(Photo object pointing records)

--------------------------------

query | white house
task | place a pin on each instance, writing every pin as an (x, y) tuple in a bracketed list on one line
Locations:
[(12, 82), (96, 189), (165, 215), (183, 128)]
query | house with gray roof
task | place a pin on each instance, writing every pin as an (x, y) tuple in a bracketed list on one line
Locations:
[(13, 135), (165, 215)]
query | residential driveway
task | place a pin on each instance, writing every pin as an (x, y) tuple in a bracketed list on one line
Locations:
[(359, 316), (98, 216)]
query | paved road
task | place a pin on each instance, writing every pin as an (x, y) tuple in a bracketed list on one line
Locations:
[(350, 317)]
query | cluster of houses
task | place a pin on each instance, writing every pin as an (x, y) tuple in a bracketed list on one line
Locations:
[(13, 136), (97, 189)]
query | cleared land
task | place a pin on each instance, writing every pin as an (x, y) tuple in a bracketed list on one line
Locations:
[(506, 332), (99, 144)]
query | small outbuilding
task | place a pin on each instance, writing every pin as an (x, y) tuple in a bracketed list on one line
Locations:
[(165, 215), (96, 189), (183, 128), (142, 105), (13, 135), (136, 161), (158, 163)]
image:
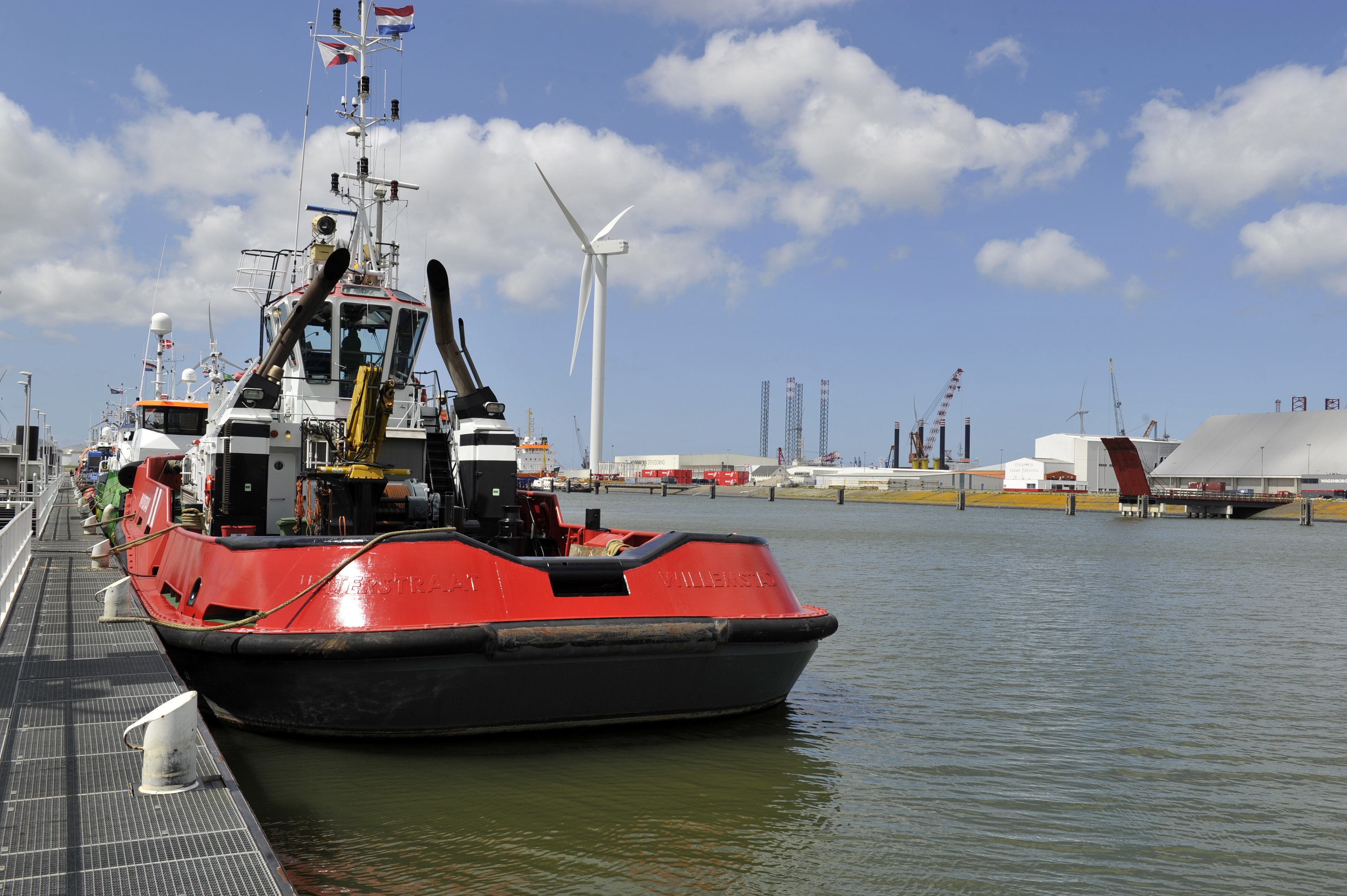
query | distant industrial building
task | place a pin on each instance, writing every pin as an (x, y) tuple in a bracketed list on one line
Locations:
[(1042, 475), (1062, 456), (1267, 453), (722, 461)]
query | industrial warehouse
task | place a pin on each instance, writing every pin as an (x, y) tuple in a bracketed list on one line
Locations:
[(1302, 453)]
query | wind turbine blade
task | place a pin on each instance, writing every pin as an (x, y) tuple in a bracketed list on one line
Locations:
[(586, 283), (565, 211), (613, 223)]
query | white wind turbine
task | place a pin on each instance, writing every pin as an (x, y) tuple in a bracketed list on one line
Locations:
[(594, 271), (1082, 411)]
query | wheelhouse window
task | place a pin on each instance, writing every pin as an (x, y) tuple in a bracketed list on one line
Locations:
[(364, 338), (411, 326), (316, 347), (174, 421)]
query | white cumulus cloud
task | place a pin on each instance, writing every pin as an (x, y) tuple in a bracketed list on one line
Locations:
[(228, 184), (1008, 49), (1306, 240), (1280, 130), (860, 138), (713, 14), (1050, 260)]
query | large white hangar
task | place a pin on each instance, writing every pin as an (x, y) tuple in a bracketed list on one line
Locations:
[(1267, 453)]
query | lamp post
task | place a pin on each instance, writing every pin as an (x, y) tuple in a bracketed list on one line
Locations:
[(42, 449), (23, 456)]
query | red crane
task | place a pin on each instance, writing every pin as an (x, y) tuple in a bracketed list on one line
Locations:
[(935, 419)]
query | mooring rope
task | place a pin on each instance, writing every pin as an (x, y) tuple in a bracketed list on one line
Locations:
[(262, 615)]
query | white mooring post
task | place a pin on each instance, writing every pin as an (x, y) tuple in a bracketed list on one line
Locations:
[(170, 747), (116, 596)]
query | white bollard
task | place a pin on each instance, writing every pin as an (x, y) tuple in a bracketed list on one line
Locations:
[(170, 747), (116, 596)]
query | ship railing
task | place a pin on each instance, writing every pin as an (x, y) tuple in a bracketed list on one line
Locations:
[(264, 275)]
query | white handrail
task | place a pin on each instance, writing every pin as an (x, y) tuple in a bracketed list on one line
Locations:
[(15, 550)]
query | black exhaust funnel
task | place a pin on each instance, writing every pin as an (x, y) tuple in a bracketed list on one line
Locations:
[(309, 305), (442, 318)]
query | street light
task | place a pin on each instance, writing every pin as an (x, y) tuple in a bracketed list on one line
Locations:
[(42, 449), (23, 456)]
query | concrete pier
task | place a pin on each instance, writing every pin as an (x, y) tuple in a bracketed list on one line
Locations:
[(69, 686)]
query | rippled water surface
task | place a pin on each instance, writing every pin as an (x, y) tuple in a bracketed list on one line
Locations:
[(1017, 701)]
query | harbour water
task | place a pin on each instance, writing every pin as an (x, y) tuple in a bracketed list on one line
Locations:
[(1017, 701)]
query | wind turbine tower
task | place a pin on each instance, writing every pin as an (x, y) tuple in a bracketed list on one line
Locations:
[(593, 272), (1081, 410)]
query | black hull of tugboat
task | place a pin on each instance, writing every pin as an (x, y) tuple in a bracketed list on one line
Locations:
[(481, 680)]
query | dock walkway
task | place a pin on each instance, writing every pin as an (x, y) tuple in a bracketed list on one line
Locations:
[(73, 821)]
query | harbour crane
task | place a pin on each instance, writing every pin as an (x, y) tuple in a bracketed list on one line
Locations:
[(581, 445), (924, 441), (1117, 402)]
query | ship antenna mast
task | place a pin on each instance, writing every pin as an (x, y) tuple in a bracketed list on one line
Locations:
[(372, 260)]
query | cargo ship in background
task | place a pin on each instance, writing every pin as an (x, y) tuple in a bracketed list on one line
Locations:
[(345, 549)]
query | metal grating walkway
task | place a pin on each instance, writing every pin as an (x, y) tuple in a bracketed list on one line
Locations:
[(73, 821)]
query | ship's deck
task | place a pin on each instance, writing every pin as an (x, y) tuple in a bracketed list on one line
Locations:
[(69, 686)]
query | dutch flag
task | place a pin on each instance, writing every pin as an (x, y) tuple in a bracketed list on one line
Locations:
[(394, 19)]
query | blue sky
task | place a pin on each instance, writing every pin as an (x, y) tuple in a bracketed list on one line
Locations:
[(834, 190)]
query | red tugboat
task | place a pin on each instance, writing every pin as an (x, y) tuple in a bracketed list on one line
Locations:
[(415, 591)]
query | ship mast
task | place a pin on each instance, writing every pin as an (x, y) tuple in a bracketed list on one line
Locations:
[(372, 260)]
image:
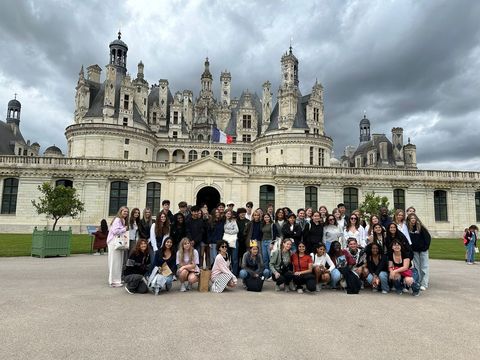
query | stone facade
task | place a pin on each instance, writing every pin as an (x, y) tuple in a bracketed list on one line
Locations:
[(135, 144)]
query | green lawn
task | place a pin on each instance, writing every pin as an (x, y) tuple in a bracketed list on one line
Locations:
[(21, 244)]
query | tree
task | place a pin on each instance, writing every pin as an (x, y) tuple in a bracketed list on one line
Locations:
[(372, 204), (57, 202)]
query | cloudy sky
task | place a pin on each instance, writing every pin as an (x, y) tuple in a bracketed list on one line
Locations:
[(413, 64)]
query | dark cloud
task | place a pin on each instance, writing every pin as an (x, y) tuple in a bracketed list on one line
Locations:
[(407, 63)]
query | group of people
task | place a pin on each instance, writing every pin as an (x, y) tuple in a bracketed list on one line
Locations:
[(306, 250)]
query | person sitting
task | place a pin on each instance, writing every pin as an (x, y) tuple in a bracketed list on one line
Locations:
[(320, 258), (401, 271), (342, 260), (222, 276), (302, 269), (376, 268), (187, 265), (252, 264), (280, 265), (166, 264), (137, 265)]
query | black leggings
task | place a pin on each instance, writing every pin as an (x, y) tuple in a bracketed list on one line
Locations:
[(306, 279)]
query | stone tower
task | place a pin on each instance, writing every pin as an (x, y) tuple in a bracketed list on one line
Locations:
[(365, 130), (288, 93)]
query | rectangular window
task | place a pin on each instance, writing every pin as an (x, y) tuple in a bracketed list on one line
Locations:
[(247, 159), (9, 196), (311, 195), (399, 199), (247, 121), (440, 205), (321, 157)]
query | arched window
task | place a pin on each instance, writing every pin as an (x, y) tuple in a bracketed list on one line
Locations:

--------------------------------

■ **Exercise**
Return precisely the lines of the records, starting with the line that holds "query | green lawn" and ending with the last one.

■ **Right answer**
query | green lawn
task | place a pin on each instance, writing every pin as an (x, y) tuple in a bracketed list on one line
Locations:
[(21, 244)]
query | tree
task | place a pin on each instance, writing every pin as an (x, y) tuple in a bracketed list on one line
Locations:
[(372, 204), (57, 202)]
query | cloudy sky
task | place a pin on each instance, writing every pin as an (x, y) tuple in a bracketed list on one line
Locations:
[(413, 64)]
query | dark cloud
task | place a pin on each instance, writing every pin as an (x, y) tuple in a bracketed list on one line
Locations:
[(407, 63)]
query | group of people
task | place a pin on each instance, writing every pin as an (x, y) tuple in a bracketed list on one line
Locations:
[(306, 250)]
query | person sitting
task | place a pin on each instance, writing every pin as an (x, y) tuple in a bracketed list on one line
Locations:
[(320, 258), (401, 271), (342, 260), (222, 276), (302, 269), (376, 268), (187, 265), (252, 264), (280, 265), (166, 264), (137, 265)]
query | black leggings
task | place a pin on each instance, writing every pin as an (x, y) tuple in a bracketed list on one line
Locations:
[(306, 279)]
query | stone tower
task | place a pin on each instance, writing every pin as an (x, y) tuple in a bracketed list on one line
Locations:
[(365, 130), (288, 93)]
query | rectangular window
task | place a pin on each instance, writing every pin as an (x, y) tuple in a bracketed list on one line
Locations:
[(247, 159), (9, 196), (311, 195), (399, 199), (247, 121), (440, 205), (321, 157)]
query | arched window
task | place a pin on each instance, writing every pin as an (x, y) tuple in a bracketed list on one line
Locations:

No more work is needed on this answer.